Directions for this task: Output all lines exactly, with nothing added or dropped.
%%
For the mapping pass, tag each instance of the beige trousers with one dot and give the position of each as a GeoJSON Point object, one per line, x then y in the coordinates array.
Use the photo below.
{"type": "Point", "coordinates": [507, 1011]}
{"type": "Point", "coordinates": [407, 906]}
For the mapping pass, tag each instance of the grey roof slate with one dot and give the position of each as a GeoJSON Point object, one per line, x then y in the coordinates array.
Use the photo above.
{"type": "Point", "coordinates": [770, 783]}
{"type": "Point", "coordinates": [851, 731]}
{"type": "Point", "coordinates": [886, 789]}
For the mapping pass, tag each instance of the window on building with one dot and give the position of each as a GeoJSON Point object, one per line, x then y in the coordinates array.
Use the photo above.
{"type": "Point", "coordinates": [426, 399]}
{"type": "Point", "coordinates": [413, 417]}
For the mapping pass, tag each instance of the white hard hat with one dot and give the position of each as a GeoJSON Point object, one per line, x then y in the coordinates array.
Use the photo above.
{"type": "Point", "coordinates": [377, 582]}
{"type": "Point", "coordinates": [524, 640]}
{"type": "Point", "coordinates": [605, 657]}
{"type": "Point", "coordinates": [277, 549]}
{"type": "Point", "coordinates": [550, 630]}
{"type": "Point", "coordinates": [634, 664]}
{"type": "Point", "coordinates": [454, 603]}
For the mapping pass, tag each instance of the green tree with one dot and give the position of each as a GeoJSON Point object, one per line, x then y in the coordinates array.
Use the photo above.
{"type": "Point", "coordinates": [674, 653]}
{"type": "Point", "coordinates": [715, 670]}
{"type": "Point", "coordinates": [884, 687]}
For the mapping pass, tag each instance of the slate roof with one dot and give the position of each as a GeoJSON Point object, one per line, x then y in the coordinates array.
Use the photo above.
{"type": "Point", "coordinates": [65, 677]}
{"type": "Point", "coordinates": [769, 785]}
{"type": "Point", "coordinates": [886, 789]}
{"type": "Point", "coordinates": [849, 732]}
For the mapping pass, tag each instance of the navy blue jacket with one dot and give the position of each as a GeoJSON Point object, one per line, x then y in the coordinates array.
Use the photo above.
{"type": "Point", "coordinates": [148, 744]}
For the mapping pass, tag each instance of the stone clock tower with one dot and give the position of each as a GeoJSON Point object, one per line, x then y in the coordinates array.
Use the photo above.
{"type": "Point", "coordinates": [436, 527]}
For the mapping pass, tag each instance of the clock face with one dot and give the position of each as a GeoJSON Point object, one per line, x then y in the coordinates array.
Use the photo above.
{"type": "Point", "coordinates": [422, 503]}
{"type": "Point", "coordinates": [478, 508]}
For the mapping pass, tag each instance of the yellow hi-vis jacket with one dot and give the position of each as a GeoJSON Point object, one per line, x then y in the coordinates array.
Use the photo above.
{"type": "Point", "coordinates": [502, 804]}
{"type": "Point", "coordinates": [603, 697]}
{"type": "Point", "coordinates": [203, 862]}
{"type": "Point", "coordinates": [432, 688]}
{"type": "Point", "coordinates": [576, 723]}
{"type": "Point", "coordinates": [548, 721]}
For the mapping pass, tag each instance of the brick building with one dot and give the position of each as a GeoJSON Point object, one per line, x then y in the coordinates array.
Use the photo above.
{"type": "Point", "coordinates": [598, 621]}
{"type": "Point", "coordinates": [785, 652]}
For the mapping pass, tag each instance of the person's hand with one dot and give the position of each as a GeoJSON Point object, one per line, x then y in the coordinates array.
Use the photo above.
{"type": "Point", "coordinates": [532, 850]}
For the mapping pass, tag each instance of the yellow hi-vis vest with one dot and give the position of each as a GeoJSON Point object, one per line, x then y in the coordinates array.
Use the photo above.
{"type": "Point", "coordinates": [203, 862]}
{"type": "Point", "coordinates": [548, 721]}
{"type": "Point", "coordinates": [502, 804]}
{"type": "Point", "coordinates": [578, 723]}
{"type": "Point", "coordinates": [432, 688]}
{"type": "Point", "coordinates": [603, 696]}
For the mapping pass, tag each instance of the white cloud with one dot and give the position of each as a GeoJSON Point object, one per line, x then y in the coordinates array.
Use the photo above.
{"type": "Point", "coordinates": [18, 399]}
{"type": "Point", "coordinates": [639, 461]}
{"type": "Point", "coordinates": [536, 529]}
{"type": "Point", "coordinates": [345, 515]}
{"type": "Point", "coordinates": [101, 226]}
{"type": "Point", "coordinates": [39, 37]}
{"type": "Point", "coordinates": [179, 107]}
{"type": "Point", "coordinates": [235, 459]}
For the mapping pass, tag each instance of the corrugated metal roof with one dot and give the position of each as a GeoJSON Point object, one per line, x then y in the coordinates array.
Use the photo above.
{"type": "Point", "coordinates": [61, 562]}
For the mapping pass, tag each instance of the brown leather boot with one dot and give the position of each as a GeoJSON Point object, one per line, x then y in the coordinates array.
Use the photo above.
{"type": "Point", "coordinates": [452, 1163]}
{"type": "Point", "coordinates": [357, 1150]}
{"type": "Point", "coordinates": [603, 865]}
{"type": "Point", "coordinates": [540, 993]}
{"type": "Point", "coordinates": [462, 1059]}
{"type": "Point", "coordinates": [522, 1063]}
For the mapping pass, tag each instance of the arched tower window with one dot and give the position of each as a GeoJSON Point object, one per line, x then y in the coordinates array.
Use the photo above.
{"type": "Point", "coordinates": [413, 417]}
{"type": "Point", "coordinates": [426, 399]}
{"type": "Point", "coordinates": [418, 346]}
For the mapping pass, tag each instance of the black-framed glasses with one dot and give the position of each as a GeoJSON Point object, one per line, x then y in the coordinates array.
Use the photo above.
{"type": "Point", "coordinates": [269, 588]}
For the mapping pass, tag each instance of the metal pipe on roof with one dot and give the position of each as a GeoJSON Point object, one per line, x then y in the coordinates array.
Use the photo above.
%%
Solution to this problem:
For the mapping pass, tag each instance of the beige trousers with one dot and give the position of each as a GeoJSON Point object, one per line, x then y in the coordinates array.
Use the photo below.
{"type": "Point", "coordinates": [507, 1011]}
{"type": "Point", "coordinates": [407, 906]}
For the mapping pass, tag each instance of the grey roof slate with one dot and give the position of each as a GeoJSON Point object, one per line, x then y in the coordinates array.
Use the photo above.
{"type": "Point", "coordinates": [770, 783]}
{"type": "Point", "coordinates": [851, 731]}
{"type": "Point", "coordinates": [886, 789]}
For the mapping pass, tag each instance of the window on building with one dot and give the position of each as a GeoJSON Point object, one per line, x then y in the coordinates array.
Use the photo above.
{"type": "Point", "coordinates": [426, 399]}
{"type": "Point", "coordinates": [413, 417]}
For the mapping pass, tag each instance of the white hard hat with one dot and give the position of each as a GeoJSON Point object, one per line, x then y in the coordinates array.
Use the photo above.
{"type": "Point", "coordinates": [377, 582]}
{"type": "Point", "coordinates": [524, 640]}
{"type": "Point", "coordinates": [605, 657]}
{"type": "Point", "coordinates": [277, 549]}
{"type": "Point", "coordinates": [550, 630]}
{"type": "Point", "coordinates": [634, 664]}
{"type": "Point", "coordinates": [454, 603]}
For the mapping pass, tag each instance of the green tree with one dot and give the position of each as a GeoJSON Point object, one per line, x then y in the coordinates array.
Use the photo above.
{"type": "Point", "coordinates": [674, 653]}
{"type": "Point", "coordinates": [715, 670]}
{"type": "Point", "coordinates": [884, 687]}
For the mapping pass, tag each instance of the slate roof with one dot and give the position of each as a GeoJSON Point object, one per line, x then y in the coordinates array.
Use the photo above.
{"type": "Point", "coordinates": [65, 677]}
{"type": "Point", "coordinates": [769, 785]}
{"type": "Point", "coordinates": [886, 789]}
{"type": "Point", "coordinates": [849, 732]}
For the mapping pass, tag each instance of the navy blue jacket with one dot and give the position of each as a GeoJSON Point object, one per line, x then y in the coordinates array.
Use the photo above.
{"type": "Point", "coordinates": [148, 744]}
For the mapping pass, tag each instance of the stone clock tower with one dot and give the position of each as a GeoJSON Point object, one per line, x then y in the coordinates array.
Use the photo above.
{"type": "Point", "coordinates": [436, 527]}
For the mapping pass, tag each instance of the clock face with one dot and give the position of each as a GeoJSON Point object, one per line, x then y in the coordinates array.
Use the photo above.
{"type": "Point", "coordinates": [422, 503]}
{"type": "Point", "coordinates": [478, 508]}
For the mapping pass, tag each instance of the yellow hi-vis jacket with one dot and give the position of each as a GeoJSON Point object, one per line, x then y in the coordinates array.
Use the photo above.
{"type": "Point", "coordinates": [502, 804]}
{"type": "Point", "coordinates": [603, 697]}
{"type": "Point", "coordinates": [203, 862]}
{"type": "Point", "coordinates": [432, 688]}
{"type": "Point", "coordinates": [576, 723]}
{"type": "Point", "coordinates": [548, 721]}
For the mapping pass, tag each instance of the brick building with one dot and give the position of each as a GeoJSON Point object, one per line, x then y in the coordinates array.
Use the photo above.
{"type": "Point", "coordinates": [598, 621]}
{"type": "Point", "coordinates": [785, 652]}
For the mapping pass, tag each instance of the person's hand with one dot and give the position of each as a GeoJSON Point object, one per line, x then y in the coordinates array.
Use the photo above.
{"type": "Point", "coordinates": [532, 850]}
For the mapping pass, tag each instance of the yellow hi-vis vest with one dot and give the position of each as a GeoJSON Point object, one per line, x then y in the coordinates array.
Use the photo above.
{"type": "Point", "coordinates": [203, 862]}
{"type": "Point", "coordinates": [548, 721]}
{"type": "Point", "coordinates": [502, 804]}
{"type": "Point", "coordinates": [578, 723]}
{"type": "Point", "coordinates": [432, 688]}
{"type": "Point", "coordinates": [603, 696]}
For the mapping pass, tag each instance of the white cloud with one dot and give the position of each as a GeoJSON Point object, one per line, x then y in the coordinates array.
Use the photo above.
{"type": "Point", "coordinates": [18, 399]}
{"type": "Point", "coordinates": [639, 461]}
{"type": "Point", "coordinates": [536, 529]}
{"type": "Point", "coordinates": [345, 515]}
{"type": "Point", "coordinates": [101, 226]}
{"type": "Point", "coordinates": [39, 37]}
{"type": "Point", "coordinates": [179, 107]}
{"type": "Point", "coordinates": [235, 459]}
For the mapping pass, tag each instance of the corrugated metal roof with one dot and give the position of each as a GeoJSON Point object, one per line, x then y in the coordinates array.
Use the photo above.
{"type": "Point", "coordinates": [61, 562]}
For the mapping pass, tag each instance of the brown leather boot with one dot and give the position of each as a GeoJSON Point object, one per line, x then y in the coordinates array.
Use the photo above.
{"type": "Point", "coordinates": [452, 1163]}
{"type": "Point", "coordinates": [357, 1150]}
{"type": "Point", "coordinates": [603, 865]}
{"type": "Point", "coordinates": [540, 993]}
{"type": "Point", "coordinates": [462, 1059]}
{"type": "Point", "coordinates": [522, 1063]}
For the mapping pass, tag each instance of the arched tower window with one dot and give the position of each as a GeoJSON Point object, one per line, x then y in the coordinates array.
Use the photo above.
{"type": "Point", "coordinates": [413, 417]}
{"type": "Point", "coordinates": [426, 399]}
{"type": "Point", "coordinates": [418, 346]}
For the mapping pass, tag each instance of the black-framed glasses with one dot and give the position of each as a GeoJSON Point object, one per line, x then y in the coordinates array.
Use the photo above.
{"type": "Point", "coordinates": [269, 588]}
For the mapping pass, tag each instance of the metal pipe on roof with one dot and give the position of each as a GeoJSON Point object, one per line, x then y in the coordinates array.
Use the photo above.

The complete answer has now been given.